#### WHAT YOU WILL DO
Please return all of the entries below word for word, leaving the pictures out of your answer.

--*--

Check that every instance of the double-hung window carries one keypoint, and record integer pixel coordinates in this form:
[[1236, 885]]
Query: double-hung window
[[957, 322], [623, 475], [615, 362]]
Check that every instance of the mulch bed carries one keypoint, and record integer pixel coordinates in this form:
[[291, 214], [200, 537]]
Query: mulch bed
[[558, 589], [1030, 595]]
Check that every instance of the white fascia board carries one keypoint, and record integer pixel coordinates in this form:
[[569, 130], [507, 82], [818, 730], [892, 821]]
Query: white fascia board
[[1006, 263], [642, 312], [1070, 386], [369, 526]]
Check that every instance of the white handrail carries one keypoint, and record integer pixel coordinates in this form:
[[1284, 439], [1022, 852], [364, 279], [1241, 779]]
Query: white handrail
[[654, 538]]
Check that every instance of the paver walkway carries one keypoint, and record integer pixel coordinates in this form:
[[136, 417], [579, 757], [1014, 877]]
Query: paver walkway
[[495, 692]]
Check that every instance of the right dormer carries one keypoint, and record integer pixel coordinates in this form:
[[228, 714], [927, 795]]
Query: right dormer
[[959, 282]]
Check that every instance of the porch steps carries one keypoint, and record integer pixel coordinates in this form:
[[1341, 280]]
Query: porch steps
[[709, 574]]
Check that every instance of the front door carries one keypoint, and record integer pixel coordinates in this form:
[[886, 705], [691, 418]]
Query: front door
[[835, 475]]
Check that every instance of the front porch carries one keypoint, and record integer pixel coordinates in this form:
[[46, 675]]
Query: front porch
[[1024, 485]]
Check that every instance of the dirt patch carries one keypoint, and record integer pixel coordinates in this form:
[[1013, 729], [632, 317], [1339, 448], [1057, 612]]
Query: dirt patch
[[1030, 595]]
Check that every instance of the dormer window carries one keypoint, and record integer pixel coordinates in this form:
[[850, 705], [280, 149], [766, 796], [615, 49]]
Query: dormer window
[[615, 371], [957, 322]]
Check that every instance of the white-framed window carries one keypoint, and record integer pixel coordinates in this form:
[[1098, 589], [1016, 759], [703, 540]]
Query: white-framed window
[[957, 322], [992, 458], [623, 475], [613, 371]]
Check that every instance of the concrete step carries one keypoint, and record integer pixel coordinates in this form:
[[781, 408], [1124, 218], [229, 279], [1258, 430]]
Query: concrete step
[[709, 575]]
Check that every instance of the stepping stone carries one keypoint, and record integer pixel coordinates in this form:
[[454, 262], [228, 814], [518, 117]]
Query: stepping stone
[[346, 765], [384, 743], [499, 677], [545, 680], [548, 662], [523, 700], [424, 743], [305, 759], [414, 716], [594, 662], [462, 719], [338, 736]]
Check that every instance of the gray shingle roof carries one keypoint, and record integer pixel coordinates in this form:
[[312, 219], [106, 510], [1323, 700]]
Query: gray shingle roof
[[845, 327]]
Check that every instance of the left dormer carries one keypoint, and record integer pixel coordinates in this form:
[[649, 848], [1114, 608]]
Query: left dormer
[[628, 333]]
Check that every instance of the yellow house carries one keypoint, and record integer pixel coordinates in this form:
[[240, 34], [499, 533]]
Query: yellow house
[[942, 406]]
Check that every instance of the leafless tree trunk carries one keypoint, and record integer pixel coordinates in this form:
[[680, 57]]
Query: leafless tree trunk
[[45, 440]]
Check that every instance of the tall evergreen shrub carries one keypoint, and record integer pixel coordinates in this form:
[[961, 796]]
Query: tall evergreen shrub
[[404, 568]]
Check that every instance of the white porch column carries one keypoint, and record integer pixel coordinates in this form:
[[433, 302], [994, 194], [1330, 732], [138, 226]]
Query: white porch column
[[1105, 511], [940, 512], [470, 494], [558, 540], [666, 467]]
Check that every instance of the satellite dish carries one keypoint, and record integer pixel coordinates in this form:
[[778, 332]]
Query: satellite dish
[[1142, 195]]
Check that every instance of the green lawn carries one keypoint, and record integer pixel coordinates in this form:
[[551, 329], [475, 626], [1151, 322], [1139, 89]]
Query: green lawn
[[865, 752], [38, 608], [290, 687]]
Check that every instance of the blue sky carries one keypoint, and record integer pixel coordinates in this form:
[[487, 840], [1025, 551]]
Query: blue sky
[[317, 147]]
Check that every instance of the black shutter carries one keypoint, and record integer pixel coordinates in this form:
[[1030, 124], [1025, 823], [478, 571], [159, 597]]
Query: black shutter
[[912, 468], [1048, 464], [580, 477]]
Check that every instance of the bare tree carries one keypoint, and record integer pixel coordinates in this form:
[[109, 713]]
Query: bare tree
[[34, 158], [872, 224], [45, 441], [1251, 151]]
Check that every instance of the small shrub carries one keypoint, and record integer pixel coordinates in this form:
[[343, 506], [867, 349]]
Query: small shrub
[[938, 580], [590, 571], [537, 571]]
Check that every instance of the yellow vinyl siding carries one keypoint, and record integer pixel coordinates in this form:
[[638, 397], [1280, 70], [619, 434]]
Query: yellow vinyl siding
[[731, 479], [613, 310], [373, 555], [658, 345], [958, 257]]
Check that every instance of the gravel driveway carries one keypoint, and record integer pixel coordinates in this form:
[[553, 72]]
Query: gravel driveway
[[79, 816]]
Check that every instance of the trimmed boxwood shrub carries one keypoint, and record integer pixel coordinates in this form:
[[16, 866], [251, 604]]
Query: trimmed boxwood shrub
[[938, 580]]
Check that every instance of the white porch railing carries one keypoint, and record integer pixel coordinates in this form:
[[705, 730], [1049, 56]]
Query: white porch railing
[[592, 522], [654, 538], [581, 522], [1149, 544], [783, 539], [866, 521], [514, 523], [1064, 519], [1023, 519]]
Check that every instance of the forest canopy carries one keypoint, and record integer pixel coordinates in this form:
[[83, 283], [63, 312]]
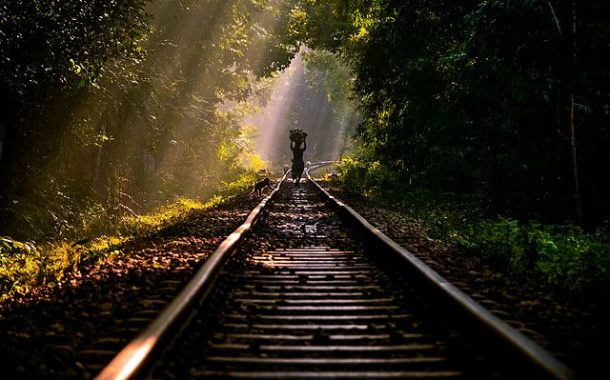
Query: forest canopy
[[123, 105]]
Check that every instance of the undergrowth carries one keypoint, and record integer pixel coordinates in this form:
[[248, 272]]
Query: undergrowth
[[25, 265], [562, 255]]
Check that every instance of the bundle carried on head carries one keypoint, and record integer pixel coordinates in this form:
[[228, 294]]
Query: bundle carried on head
[[297, 135]]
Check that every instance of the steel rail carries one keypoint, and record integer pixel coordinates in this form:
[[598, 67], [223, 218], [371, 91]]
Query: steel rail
[[133, 360], [537, 357]]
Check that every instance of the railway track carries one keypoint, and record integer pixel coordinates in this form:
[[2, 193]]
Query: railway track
[[306, 289]]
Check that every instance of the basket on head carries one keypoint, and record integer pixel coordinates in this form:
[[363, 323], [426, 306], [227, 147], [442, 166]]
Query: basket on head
[[297, 135]]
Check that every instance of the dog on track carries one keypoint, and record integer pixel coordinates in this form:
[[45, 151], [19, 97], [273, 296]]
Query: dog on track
[[260, 186]]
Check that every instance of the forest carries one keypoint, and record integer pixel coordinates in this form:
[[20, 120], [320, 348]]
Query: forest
[[487, 120]]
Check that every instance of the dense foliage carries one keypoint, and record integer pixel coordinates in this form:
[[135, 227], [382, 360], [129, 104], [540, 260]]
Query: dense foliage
[[113, 107], [485, 98]]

--*--

#### RIGHT ANSWER
Check that every instance of the double-hung window carries one keypoint, and record integer pixel coordinates in this form:
[[1236, 885]]
Query: double-hung window
[[957, 322], [623, 475], [615, 362]]
Check that every instance of the mulch bed carries one keypoint, and record integer pixel coordinates in this form:
[[291, 214], [200, 537]]
Query: mulch bed
[[558, 589], [1030, 595]]
Check that every instance of the white fascia board carries one keypoint, and record integer pixel coordinates in this form:
[[569, 130], [507, 82], [818, 730], [892, 821]]
Query: white fascia board
[[1006, 263], [642, 312], [1070, 386], [369, 526]]
Check that every instance of the white handrail carries one keypoint, and record integer pixel coordinates in this form:
[[1284, 439], [1022, 852], [364, 279], [1241, 779]]
Query: white handrail
[[654, 538]]
Check that every instance of the paver walkway carries one keypoint, and record integer pixel coordinates in this form:
[[136, 417], [579, 757], [1014, 877]]
Query: paver walkway
[[495, 692]]
Check that every instance of the right dormer carries one keypoint, and record integer pixel coordinates in this form:
[[228, 714], [927, 795]]
Query: right dormer
[[959, 282]]
Check that every instance of the porch steps carries one keypoint, and record integer pixel coordinates in this form:
[[1341, 280]]
Query: porch steps
[[709, 574]]
Check that every instance of the front door carries one keypoint, and record integer pixel coordinates in this form:
[[886, 705], [691, 418]]
Query: front door
[[835, 475]]
Check that every instance of the front porch carries one keypoint, and record integer pixel coordinates in this form:
[[46, 675]]
Query: front porch
[[1024, 485]]
Check that every instance of the dirt patch carries one keypoint, and record integer pixel coordinates in this form:
[[1013, 729], [632, 317], [1339, 448], [1057, 612]]
Query: dirt patch
[[1030, 595]]
Check that every instance of the dormer window carries one keypoint, and record integer pixel coordinates in this form:
[[850, 705], [280, 149], [766, 796], [615, 49]]
Query: dormer window
[[615, 371], [957, 322]]
Check that every instance of the white-framed window carries one keypoint, and record integer pixel coordinates in this form:
[[1098, 589], [1016, 759], [703, 540]]
Query: white-framed window
[[957, 322], [992, 458], [623, 475], [613, 371]]
Check that every instance of the concrete step carries one keypoint, and record integer pixel coordinates in this form:
[[781, 408], [1124, 218], [229, 279], [1258, 430]]
Query: concrete step
[[709, 575]]
Check that every instance of the stepping stone carries one keypoint, and record integer pixel coordinates in this form:
[[454, 262], [228, 814], [518, 117]]
Query: stepping stone
[[346, 765], [384, 743], [499, 677], [545, 680], [548, 662], [523, 700], [424, 743], [305, 759], [414, 716], [594, 662], [462, 719], [338, 736]]
Check that every instance of the gray shingle roof carries one keypoint, and record integer pixel coordinates in this form:
[[312, 219], [106, 510], [1323, 700]]
Query: gray shingle roof
[[845, 327]]
Check that every instance of the left dormer carries one keypoint, and record integer pixel coordinates in this form:
[[649, 848], [1114, 608]]
Query: left dormer
[[628, 333]]
Check that every instance of the yellow house carries one keypoint, and record integer pixel coordinates in this form:
[[240, 34], [499, 533]]
Query: yellow house
[[942, 406]]
Check that every instance of the leafless tree trunk carries one keypoint, and record integer pixel coordinates in this form:
[[680, 57]]
Query: leafless tree trunk
[[45, 440]]
Check that every instance of the tall evergreen shrub carries one keypoint, and record integer pixel coordinates in this form:
[[961, 796]]
Query: tall evergreen shrub
[[404, 568]]
Check that every instance of the white porch column carries one keypoint, and record integer pixel coordinates in this form:
[[433, 302], [994, 194], [1330, 732], [138, 226]]
Query: white porch column
[[1105, 511], [940, 512], [470, 494], [558, 540], [666, 467]]
Check that every instance of the satellite dish carries one keypoint, and record integer pixel coordinates in this form:
[[778, 332]]
Query: satellite dish
[[1142, 195]]
Check that every instance of the green lawn carries one keypoint, and record integer pixel coordinates in this form:
[[551, 329], [475, 626], [1151, 322], [1139, 89]]
Query: green lawn
[[865, 752], [38, 608], [290, 687]]
Check that every instance of the blue sky carries one keypoint, and record integer pixel coordinates in this form:
[[487, 840], [1025, 551]]
Query: blue sky
[[317, 147]]
Check that every instance of the black shutter carries one keypoint, and record integer pixel coordinates in this form:
[[1030, 124], [1025, 823], [478, 571], [159, 597]]
Query: black shutter
[[912, 468], [1048, 464], [580, 477]]
Check that every instance of the bare tree carries one keypoint, and record integer pixel coordinates in this form:
[[109, 713]]
Query: bare tree
[[34, 158], [872, 224], [45, 441], [1251, 151]]
Check that every instance of the small shrub carries one keypoint, and record integer pixel coordinates in this form:
[[343, 506], [867, 349]]
Query: small shrub
[[938, 580], [590, 571], [537, 571]]
Check that every instance of the yellow vinyl siding carries one keypoint, and record integer pixel coordinates in this form:
[[638, 397], [1280, 70], [619, 434]]
Query: yellow vinyl siding
[[731, 479], [613, 310], [373, 555], [658, 345], [958, 257]]
Check that every instance of the gravel driveway carries one keypoint, and record integer pixel coordinates in this form:
[[553, 72]]
Query: gravel driveway
[[79, 816]]
Check that every instance of the trimmed boxwood shrub carries one keypoint, and record integer pixel coordinates in this form:
[[16, 866], [251, 604]]
Query: trimmed boxwood shrub
[[938, 580]]
Check that every instance of the white porch railing carries one keypoint, and record integer pixel coordinates in this form:
[[705, 730], [1049, 56]]
Query: white porch railing
[[592, 522], [654, 538], [581, 522], [1149, 544], [783, 539], [866, 521], [514, 523], [1064, 519], [1023, 519]]
Check that every instance of the forest canopy carries one keypoint, and record integer pixel coordinates in this form:
[[83, 283], [63, 312]]
Query: forest canopy
[[123, 105]]
Check that every instance of the undergrowth carries one keypoint, and record integer pixel coordinates in this form:
[[248, 272]]
Query: undergrowth
[[25, 265], [562, 255]]
Check that every instance of the bundle carried on head carries one keypoint, and record integer pixel coordinates in this form:
[[228, 294]]
Query: bundle carried on head
[[297, 135]]
Check that every instance of the steel rail carries one keypoint, and record integer pixel coordinates in this form:
[[598, 67], [223, 218], [371, 91]]
Query: steel rail
[[133, 360], [537, 357]]
Check that every instance of the railway track carries one keypoint, and record integer pixel coordinates in this form:
[[2, 193]]
Query: railway track
[[306, 289]]
Check that every instance of the basket on head carries one keypoint, and record integer pixel coordinates in this form:
[[363, 323], [426, 306], [227, 147], [442, 166]]
Query: basket on head
[[297, 135]]
Check that every instance of the dog on track carries one keypoint, and record integer pixel coordinates in this form:
[[45, 151], [19, 97], [273, 296]]
Query: dog on track
[[260, 186]]
Check that every instance of the forest carries one keypoint, and record integer pixel coordinates in this form:
[[20, 120], [320, 348]]
Query: forest
[[487, 120]]
Check that every instance of the dense foliage carries one keypoint, and record integer pixel coordinates in this form:
[[135, 227], [382, 360], [129, 104], [540, 260]]
Query: dense foliage
[[113, 107], [485, 98]]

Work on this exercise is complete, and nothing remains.